[DATA SUPPLIED]:
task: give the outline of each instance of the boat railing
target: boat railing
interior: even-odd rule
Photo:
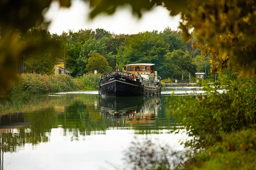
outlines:
[[[157,76],[158,77],[158,76]],[[148,89],[160,88],[161,87],[161,78],[157,80],[149,80],[142,78],[141,83],[144,88]]]
[[[136,75],[129,72],[123,72],[117,71],[109,71],[101,75],[100,80],[103,81],[109,77],[115,76],[117,76],[121,77],[129,78],[131,80],[136,80],[137,76]]]

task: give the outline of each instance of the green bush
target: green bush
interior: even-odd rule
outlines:
[[[214,86],[202,82],[207,94],[169,100],[171,114],[192,137],[184,143],[195,153],[188,169],[255,167],[253,159],[246,159],[256,155],[256,80],[236,74],[219,74]]]
[[[100,74],[89,72],[76,78],[76,79],[83,86],[84,90],[96,90],[99,88],[99,79],[100,76]]]
[[[9,88],[11,94],[42,94],[81,90],[78,82],[68,75],[22,74]]]
[[[256,133],[249,129],[221,133],[222,139],[189,160],[187,169],[254,169],[256,167]]]

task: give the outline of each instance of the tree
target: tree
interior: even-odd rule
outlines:
[[[88,59],[85,70],[88,72],[97,70],[98,73],[103,74],[109,71],[110,68],[105,57],[99,53],[93,53]]]
[[[41,37],[47,39],[49,43],[54,41],[50,32],[45,30],[32,29],[24,35],[24,39],[30,39],[24,43],[31,46],[36,45]],[[24,72],[43,74],[53,73],[54,66],[56,64],[56,54],[54,53],[53,47],[49,47],[44,50],[35,51],[28,54],[24,57]]]
[[[156,70],[161,76],[164,56],[169,51],[170,45],[157,32],[132,35],[124,44],[119,47],[116,57],[119,67],[134,63],[155,64]]]
[[[181,79],[182,74],[185,79],[187,79],[189,73],[194,75],[196,71],[196,66],[191,56],[181,50],[174,50],[168,53],[165,56],[164,69],[165,74],[163,78]]]
[[[170,52],[171,53],[173,50],[179,49],[184,52],[187,51],[187,46],[181,31],[172,30],[168,27],[164,29],[162,35],[165,42],[170,45]]]
[[[204,73],[206,69],[205,67],[209,67],[210,66],[209,58],[205,56],[197,55],[193,59],[193,61],[196,65],[196,72],[197,72]]]
[[[112,13],[117,7],[126,4],[131,4],[133,12],[139,16],[142,9],[149,10],[156,5],[164,5],[171,12],[171,15],[181,14],[180,28],[186,41],[189,37],[188,30],[194,28],[198,32],[201,44],[205,41],[208,47],[218,50],[216,57],[222,60],[220,63],[226,63],[233,70],[237,67],[242,68],[245,75],[256,73],[253,0],[90,1],[92,6],[96,6],[91,13],[92,18],[102,12]]]

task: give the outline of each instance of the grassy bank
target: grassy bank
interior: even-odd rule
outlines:
[[[90,72],[82,76],[76,77],[76,80],[82,86],[84,90],[98,90],[99,79],[100,76],[100,74]]]
[[[17,81],[11,83],[9,92],[13,95],[96,90],[100,76],[90,73],[74,78],[68,75],[22,74],[19,75]]]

[EXERCISE]:
Starting at the line that contains "task: give the outline of each instance of the green" and continuing to the end of the items, write those lines out again, raising every outline coordinate by 147 and keeping every other line unchanged.

[ANSWER FOR THE TASK]:
task: give the outline of each instance of the green bush
target: green bush
interior: even-odd rule
outlines:
[[[361,233],[349,229],[354,241],[316,247],[318,261],[339,284],[331,290],[342,300],[335,316],[402,314],[400,306],[393,306],[403,302],[403,227],[383,221],[366,221]]]
[[[247,221],[236,219],[223,225],[223,226],[230,233],[231,237],[243,237],[246,235],[246,226],[247,223]]]
[[[156,235],[158,241],[189,241],[228,237],[225,229],[215,222],[169,221]]]
[[[403,280],[396,276],[368,280],[369,286],[336,307],[334,316],[401,316],[403,314]]]

task: give the outline of each instance of the tree
target: tree
interior: even-odd rule
outlines:
[[[235,206],[232,217],[235,219],[244,217],[245,220],[250,221],[256,218],[257,215],[252,204],[246,200],[240,200]]]
[[[188,184],[194,186],[196,190],[201,188],[197,179],[192,177],[179,176],[171,182],[171,186],[177,186],[171,190],[178,193],[183,192]],[[171,219],[190,221],[200,220],[201,213],[203,211],[203,201],[201,200],[200,194],[196,194],[191,197],[182,198],[175,201],[171,204]]]
[[[303,217],[308,223],[311,203],[316,198],[317,192],[304,179],[279,182],[271,191],[266,194],[263,204],[266,214],[281,210],[302,211]]]
[[[328,226],[329,221],[332,226],[334,226],[336,220],[341,222],[343,218],[343,213],[338,203],[328,197],[321,197],[315,200],[312,203],[311,216],[312,221],[310,225]]]
[[[317,199],[318,200],[320,197],[326,196],[331,199],[334,198],[334,193],[328,178],[319,177],[315,174],[311,176],[309,182],[312,189],[317,192]]]
[[[351,220],[353,216],[352,214],[356,214],[357,213],[356,205],[352,203],[344,202],[340,206],[340,208],[343,212],[343,219],[344,219]]]
[[[259,160],[264,154],[273,151],[278,151],[280,159],[286,163],[289,156],[296,157],[303,152],[311,152],[318,159],[318,162],[328,161],[327,175],[333,188],[336,184],[335,177],[341,175],[345,179],[348,191],[352,188],[355,194],[365,197],[363,204],[369,207],[367,210],[373,210],[380,217],[384,214],[389,215],[392,222],[403,220],[400,147],[237,148],[239,153],[243,153],[238,160],[239,165],[249,159]]]

task: give the outline of each instance of the grassy bank
target: grassy bank
interior: even-odd rule
outlines:
[[[237,219],[229,223],[223,224],[223,227],[229,233],[231,237],[245,237],[246,226],[247,223],[247,221]]]
[[[164,228],[158,230],[156,239],[160,242],[243,237],[247,223],[237,220],[221,225],[215,222],[169,221],[166,222]]]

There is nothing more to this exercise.